Exercice bref 1 → Traduisez en anglais la phrase suivante, tirée de l'extrait sur la bienveillance et le progrès : « De cette définition, ressort l'idée de bienfait des progrès : toute dynamique de progrès contribue à la réduction de l'écart séparant l'individu de ses objectifs, et donc en particulier à la qualité de vie générale de l'individu. »
Exercice bref 2 → Reproduisez mot pour mot le passage de l'extrait sur la bienveillance et le progrès qui va de « Gilles Dupuis et » jusqu'à « générale de l'individu. » inclus.
Exercice bref 3 → D'après l'extrait sur la bienveillance et le progrès, dans quelle discipline Gilles Dupuis et Jean-Pierre Martel sont-ils chercheurs ?

Extrait →
Bienveillance et progrès

 

Ce travail pour relier bienveillance et progrès m'a été inspiré par le croisement de 3 sources :

Gilles Dupuis et Jean-Pierre Martel, chercheurs québécois en psychologie ont élaboré cette définition que j'ai l'habitude de qualifier de lumineuse depuis que je l'ai découverte en 2010 :



"La qualité de vie au travail, à un temps donné, correspond au niveau atteint par l’individu dans la poursuite dynamique de ses buts hiérarchisés à l’intérieur des domaines de son travail où la réduction de l’écart séparant l’individu de ses objectifs se traduit par un impact positif sur la qualité de vie générale de l’individu, sur la performance organisationnelle et, par conséquent, sur le fonctionnement global de la société."

De cette définition, ressort l'idée de bienfait des progrès : toute dynamique de progrès contribue à la réduction de l'écart séparant l'individu de ses objectifs, et donc en particulier à la qualité de vie générale de l'individu.

Lignes du corpus →

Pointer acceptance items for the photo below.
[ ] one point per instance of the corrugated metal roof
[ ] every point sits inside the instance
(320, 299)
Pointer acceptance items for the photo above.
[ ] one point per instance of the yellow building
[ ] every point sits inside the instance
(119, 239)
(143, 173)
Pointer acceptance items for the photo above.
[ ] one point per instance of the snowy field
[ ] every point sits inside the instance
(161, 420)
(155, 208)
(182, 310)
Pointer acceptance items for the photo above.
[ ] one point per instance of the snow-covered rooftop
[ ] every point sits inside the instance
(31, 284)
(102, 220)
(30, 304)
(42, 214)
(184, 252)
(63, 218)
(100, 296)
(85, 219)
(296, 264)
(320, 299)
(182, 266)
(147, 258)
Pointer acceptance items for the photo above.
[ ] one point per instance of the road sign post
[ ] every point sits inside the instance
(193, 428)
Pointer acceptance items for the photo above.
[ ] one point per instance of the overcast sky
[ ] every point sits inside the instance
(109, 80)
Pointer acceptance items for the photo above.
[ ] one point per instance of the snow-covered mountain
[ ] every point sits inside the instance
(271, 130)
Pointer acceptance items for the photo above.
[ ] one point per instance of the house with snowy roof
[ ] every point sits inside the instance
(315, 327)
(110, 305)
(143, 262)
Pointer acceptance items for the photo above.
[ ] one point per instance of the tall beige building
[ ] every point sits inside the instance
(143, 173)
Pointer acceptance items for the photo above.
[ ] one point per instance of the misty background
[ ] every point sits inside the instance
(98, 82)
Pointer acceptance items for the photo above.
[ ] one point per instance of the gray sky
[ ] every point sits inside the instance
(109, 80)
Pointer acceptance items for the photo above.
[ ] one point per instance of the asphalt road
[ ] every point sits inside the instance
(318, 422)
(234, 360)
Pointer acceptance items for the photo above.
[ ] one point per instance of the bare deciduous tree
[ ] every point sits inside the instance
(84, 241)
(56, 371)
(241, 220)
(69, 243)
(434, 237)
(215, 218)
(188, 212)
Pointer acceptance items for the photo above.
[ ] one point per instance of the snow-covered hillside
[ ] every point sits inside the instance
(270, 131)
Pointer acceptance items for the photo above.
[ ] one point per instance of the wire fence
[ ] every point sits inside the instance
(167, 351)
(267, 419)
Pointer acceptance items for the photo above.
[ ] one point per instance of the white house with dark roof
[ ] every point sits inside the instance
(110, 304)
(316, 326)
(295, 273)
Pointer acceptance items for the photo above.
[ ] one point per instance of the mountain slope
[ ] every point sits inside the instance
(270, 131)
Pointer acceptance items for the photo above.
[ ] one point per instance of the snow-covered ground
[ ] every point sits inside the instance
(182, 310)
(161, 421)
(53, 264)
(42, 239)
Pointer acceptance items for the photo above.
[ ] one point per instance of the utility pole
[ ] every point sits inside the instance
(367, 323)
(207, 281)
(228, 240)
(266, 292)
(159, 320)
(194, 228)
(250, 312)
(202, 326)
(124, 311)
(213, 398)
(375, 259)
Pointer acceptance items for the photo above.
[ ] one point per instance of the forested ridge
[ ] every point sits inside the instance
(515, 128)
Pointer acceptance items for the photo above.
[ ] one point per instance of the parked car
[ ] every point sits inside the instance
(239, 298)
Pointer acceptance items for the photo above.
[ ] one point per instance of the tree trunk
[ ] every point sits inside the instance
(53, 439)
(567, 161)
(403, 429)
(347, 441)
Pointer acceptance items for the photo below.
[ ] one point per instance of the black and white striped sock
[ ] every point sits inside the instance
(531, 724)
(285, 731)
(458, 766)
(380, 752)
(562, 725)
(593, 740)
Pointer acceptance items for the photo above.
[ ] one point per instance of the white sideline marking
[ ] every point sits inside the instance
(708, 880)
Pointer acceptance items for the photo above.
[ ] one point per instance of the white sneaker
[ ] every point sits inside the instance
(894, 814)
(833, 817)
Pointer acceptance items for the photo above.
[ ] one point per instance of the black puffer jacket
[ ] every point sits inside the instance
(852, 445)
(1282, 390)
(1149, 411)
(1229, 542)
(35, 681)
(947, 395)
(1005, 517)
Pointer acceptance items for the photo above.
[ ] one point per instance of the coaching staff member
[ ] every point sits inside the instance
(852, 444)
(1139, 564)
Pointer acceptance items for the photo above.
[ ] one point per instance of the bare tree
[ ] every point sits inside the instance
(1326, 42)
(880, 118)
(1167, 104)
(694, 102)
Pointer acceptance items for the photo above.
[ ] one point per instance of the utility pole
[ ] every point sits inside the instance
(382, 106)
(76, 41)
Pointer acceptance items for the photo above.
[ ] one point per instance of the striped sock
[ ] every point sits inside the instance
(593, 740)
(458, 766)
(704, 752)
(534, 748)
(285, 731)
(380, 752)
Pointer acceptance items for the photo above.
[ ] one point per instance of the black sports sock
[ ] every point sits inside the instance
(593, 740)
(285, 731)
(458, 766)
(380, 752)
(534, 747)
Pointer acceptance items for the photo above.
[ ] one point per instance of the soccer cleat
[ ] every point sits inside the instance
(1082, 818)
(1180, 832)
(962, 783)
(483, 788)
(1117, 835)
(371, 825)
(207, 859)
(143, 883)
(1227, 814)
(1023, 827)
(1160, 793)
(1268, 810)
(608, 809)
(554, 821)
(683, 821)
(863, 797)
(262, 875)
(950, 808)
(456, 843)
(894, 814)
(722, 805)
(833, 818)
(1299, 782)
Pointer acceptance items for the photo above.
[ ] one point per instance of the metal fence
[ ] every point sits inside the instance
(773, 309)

Réponse complète 1 → From this definition emerges the idea that progress is beneficial: any dynamic of progress contributes to reducing the gap separating the individual from their objectives, and therefore in particular to the individual's general quality of life.

Réponse complète 2 →
Gilles Dupuis et Jean-Pierre Martel, chercheurs québécois en psychologie ont élaboré cette définition que j'ai l'habitude de qualifier de lumineuse depuis que je l'ai découverte en 2010 :



"La qualité de vie au travail, à un temps donné, correspond au niveau atteint par l’individu dans la poursuite dynamique de ses buts hiérarchisés à l’intérieur des domaines de son travail où la réduction de l’écart séparant l’individu de ses objectifs se traduit par un impact positif sur la qualité de vie générale de l’individu, sur la performance organisationnelle et, par conséquent, sur le fonctionnement global de la société."

De cette définition, ressort l'idée de bienfait des progrès : toute dynamique de progrès contribue à la réduction de l'écart séparant l'individu de ses objectifs, et donc en particulier à la qualité de vie générale de l'individu.

Réponse complète 3 → Ils sont chercheurs en psychologie.